■ **What is expected**: Extract each line from the records below that contains the string "like", matching case exactly.
● ● ● ● ● ● ●
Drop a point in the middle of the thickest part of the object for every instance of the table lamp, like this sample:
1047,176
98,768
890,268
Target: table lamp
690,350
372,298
● ● ● ● ● ● ●
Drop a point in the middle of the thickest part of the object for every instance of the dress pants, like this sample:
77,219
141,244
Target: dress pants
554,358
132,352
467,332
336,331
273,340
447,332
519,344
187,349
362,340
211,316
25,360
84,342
● ● ● ● ● ● ●
■ **Exercise solution**:
Drop a point in the middle of the thickest part of the object for every instance of the table lamp, like this sample:
Drop a point in the middle of the thickest part of the object for every instance of the dress pants, like this sample:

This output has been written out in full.